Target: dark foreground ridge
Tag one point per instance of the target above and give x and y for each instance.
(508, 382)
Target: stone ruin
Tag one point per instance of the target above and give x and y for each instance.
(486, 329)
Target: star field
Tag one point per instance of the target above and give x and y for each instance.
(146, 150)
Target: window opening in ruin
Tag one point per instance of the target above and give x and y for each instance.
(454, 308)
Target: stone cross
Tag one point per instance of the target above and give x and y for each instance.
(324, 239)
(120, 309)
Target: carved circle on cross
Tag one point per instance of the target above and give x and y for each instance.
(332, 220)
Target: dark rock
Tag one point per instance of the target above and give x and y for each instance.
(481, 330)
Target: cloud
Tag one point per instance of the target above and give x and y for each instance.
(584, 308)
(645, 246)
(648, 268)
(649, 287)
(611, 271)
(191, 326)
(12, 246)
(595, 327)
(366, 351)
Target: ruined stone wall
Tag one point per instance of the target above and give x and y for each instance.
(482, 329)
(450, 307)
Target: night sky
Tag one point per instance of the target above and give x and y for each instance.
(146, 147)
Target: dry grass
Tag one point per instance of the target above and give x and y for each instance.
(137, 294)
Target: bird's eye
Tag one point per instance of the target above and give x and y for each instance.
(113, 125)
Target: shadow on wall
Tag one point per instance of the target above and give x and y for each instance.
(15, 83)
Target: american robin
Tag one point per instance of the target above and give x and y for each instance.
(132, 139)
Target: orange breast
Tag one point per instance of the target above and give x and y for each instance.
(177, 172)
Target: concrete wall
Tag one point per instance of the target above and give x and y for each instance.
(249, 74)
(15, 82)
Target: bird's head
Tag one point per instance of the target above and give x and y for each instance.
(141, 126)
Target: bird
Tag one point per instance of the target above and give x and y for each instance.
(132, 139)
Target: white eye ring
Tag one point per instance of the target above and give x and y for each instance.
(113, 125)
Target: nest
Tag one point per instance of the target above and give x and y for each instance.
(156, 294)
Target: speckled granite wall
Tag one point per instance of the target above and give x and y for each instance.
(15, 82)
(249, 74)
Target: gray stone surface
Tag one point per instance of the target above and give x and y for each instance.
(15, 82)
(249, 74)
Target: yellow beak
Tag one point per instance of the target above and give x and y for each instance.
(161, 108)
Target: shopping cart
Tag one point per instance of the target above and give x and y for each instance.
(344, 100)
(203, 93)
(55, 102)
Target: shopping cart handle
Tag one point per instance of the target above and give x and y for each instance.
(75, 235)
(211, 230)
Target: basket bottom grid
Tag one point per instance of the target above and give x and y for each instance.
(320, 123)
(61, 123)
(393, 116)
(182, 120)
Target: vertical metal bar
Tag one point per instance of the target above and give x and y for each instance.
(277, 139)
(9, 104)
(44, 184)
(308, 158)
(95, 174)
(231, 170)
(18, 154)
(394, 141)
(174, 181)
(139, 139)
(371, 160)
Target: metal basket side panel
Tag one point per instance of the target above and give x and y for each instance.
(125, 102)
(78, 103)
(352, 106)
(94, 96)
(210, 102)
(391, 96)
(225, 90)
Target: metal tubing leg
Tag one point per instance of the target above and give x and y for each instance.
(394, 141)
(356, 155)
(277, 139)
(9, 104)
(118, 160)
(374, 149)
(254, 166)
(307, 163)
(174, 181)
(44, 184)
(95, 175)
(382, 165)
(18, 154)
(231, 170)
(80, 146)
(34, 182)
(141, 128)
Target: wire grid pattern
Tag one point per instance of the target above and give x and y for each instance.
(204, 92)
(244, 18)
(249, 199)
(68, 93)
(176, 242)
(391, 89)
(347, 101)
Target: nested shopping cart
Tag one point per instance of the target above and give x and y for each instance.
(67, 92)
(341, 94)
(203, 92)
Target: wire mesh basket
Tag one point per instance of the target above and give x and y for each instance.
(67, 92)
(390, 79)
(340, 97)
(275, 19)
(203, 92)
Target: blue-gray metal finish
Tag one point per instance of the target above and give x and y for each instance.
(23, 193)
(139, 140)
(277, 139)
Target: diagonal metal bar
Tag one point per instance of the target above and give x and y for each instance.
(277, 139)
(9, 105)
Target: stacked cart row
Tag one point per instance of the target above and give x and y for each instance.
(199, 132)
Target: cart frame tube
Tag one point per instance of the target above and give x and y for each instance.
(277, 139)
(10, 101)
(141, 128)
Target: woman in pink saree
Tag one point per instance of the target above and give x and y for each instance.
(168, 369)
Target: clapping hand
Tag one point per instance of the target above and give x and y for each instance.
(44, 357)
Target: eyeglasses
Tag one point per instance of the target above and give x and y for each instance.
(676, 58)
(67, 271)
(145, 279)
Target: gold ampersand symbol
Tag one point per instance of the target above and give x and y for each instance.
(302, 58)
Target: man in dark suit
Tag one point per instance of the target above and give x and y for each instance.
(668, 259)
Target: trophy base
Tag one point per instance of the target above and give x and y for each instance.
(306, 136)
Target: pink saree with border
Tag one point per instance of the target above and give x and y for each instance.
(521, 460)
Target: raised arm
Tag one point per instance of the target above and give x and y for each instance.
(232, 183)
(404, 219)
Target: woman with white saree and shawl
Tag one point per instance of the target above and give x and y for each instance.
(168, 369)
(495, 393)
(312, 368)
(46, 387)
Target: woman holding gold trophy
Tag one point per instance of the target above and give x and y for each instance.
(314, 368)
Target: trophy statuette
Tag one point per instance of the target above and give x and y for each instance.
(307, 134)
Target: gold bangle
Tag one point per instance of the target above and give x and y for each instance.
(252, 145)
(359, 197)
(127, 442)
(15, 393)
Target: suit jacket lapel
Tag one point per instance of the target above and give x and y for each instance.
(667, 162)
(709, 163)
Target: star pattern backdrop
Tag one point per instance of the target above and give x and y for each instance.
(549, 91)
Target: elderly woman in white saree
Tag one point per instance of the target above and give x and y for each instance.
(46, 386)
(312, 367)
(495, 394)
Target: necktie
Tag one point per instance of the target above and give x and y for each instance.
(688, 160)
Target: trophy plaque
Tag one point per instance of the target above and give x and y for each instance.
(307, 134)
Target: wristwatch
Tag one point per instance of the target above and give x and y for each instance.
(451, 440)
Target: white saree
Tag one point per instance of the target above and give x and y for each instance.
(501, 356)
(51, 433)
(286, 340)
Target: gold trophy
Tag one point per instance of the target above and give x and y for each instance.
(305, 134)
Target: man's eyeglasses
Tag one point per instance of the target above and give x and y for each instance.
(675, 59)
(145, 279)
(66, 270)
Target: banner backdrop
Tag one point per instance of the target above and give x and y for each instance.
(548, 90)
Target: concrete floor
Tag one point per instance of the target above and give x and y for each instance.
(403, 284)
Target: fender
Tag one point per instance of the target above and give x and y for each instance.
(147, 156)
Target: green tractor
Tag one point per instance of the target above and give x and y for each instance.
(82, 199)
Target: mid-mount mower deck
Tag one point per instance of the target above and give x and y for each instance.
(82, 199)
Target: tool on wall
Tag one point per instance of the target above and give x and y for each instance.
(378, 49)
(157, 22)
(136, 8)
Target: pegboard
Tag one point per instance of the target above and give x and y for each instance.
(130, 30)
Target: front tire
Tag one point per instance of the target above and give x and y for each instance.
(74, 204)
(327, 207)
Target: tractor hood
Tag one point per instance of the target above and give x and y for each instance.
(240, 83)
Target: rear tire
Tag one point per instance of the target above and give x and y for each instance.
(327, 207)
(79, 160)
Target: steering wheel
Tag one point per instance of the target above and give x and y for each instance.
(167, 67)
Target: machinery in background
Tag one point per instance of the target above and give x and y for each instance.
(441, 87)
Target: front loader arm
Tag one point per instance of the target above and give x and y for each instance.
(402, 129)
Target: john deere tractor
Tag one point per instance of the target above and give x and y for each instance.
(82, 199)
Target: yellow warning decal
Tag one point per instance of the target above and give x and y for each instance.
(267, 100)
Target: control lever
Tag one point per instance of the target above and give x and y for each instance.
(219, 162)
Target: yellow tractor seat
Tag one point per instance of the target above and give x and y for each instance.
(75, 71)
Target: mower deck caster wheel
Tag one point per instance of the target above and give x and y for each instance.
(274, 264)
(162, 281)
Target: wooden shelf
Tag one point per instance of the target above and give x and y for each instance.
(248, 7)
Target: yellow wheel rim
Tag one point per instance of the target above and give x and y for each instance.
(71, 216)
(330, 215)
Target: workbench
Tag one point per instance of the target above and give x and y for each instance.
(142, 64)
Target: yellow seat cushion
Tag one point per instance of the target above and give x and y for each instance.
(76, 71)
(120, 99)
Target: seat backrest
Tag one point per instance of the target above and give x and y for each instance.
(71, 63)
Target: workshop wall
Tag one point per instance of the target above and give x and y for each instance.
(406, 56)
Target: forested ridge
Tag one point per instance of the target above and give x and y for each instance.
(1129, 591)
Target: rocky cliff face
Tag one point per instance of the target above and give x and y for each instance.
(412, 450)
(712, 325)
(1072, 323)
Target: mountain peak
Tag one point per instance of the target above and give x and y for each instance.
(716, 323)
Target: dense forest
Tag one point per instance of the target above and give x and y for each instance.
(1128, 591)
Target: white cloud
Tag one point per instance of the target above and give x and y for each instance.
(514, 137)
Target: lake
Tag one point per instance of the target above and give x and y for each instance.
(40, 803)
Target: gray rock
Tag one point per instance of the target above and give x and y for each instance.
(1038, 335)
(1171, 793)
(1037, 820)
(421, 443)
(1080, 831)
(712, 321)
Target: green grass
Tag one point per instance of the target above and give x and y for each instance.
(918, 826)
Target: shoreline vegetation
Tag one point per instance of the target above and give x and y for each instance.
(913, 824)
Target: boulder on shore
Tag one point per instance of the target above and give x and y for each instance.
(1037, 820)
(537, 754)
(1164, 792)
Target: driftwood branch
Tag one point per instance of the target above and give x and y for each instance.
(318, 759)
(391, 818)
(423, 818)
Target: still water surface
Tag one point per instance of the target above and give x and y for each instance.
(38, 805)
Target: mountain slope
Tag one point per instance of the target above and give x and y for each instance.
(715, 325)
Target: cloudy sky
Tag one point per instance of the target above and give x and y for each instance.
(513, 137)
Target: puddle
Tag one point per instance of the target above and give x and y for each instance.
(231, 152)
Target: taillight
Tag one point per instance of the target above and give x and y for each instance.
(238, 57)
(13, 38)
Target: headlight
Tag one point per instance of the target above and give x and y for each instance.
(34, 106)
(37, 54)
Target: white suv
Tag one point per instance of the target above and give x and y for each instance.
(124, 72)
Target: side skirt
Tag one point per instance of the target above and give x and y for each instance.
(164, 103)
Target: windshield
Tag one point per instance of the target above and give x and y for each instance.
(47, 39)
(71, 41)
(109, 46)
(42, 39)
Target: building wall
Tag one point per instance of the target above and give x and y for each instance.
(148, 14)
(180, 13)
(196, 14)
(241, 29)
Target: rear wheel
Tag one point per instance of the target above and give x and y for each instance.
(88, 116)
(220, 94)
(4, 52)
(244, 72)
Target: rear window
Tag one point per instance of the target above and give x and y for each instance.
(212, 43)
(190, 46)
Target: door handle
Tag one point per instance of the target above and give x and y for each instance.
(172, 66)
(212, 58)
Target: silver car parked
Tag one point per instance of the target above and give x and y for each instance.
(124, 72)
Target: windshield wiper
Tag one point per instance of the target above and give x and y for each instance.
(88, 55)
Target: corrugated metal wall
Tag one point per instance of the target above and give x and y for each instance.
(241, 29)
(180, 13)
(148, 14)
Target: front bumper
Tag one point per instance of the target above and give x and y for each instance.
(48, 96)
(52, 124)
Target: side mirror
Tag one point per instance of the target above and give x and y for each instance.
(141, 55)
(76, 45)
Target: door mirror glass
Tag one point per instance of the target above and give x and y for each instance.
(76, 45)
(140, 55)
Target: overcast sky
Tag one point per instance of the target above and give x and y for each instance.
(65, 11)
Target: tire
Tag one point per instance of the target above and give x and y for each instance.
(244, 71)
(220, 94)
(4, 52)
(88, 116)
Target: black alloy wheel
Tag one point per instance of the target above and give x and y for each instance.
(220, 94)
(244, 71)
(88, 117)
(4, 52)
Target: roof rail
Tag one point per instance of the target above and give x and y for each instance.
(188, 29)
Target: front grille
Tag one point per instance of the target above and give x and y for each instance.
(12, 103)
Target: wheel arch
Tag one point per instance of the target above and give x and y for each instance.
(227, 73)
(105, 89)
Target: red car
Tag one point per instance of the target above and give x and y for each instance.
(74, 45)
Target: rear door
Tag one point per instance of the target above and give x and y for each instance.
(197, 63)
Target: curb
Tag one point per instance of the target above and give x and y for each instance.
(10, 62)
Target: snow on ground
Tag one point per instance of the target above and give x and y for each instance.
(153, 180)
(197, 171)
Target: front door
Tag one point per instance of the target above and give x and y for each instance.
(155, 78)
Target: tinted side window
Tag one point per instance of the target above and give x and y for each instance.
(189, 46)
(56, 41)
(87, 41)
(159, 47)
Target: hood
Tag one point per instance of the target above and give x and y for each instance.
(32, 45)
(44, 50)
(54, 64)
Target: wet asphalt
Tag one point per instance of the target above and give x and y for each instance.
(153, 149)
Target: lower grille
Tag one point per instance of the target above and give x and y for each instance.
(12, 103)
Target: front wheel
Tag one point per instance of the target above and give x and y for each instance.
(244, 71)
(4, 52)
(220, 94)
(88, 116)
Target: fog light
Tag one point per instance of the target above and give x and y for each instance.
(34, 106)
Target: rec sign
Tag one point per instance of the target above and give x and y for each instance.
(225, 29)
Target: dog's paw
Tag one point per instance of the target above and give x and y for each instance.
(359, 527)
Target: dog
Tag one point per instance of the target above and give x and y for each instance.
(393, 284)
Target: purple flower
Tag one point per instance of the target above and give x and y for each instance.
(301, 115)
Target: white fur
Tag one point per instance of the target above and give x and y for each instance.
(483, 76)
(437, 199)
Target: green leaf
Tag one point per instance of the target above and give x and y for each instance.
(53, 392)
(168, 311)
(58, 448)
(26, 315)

Task brief: Up to and including the line with "Target: ruined stone wall", write out the records above exactly, starting from their first line.

Exercise answer:
Target: dark foreground ridge
Tag one point per instance of the target above and give x and y for each instance.
(508, 382)
Target: stone ruin
Tag one point per instance of the target above and give x and y for each instance.
(486, 329)
Target: star field
Tag one point per instance of the target above and give x and y for each instance.
(146, 150)
Target: window opening in ruin
Tag one point per instance of the target above and give x and y for each instance.
(454, 308)
Target: stone cross
Tag one point per instance of the target above and give x and y for each instance.
(324, 239)
(120, 309)
Target: carved circle on cross
Tag one point per instance of the target above and give x and y for each instance.
(332, 220)
Target: dark rock
Tag one point per instance of the target above and give x and y for each instance.
(481, 330)
Target: cloud
Tag one point per instance of the target above and give x and y for each instance.
(584, 308)
(645, 246)
(648, 268)
(649, 287)
(611, 271)
(191, 326)
(12, 246)
(595, 327)
(366, 351)
Target: ruined stone wall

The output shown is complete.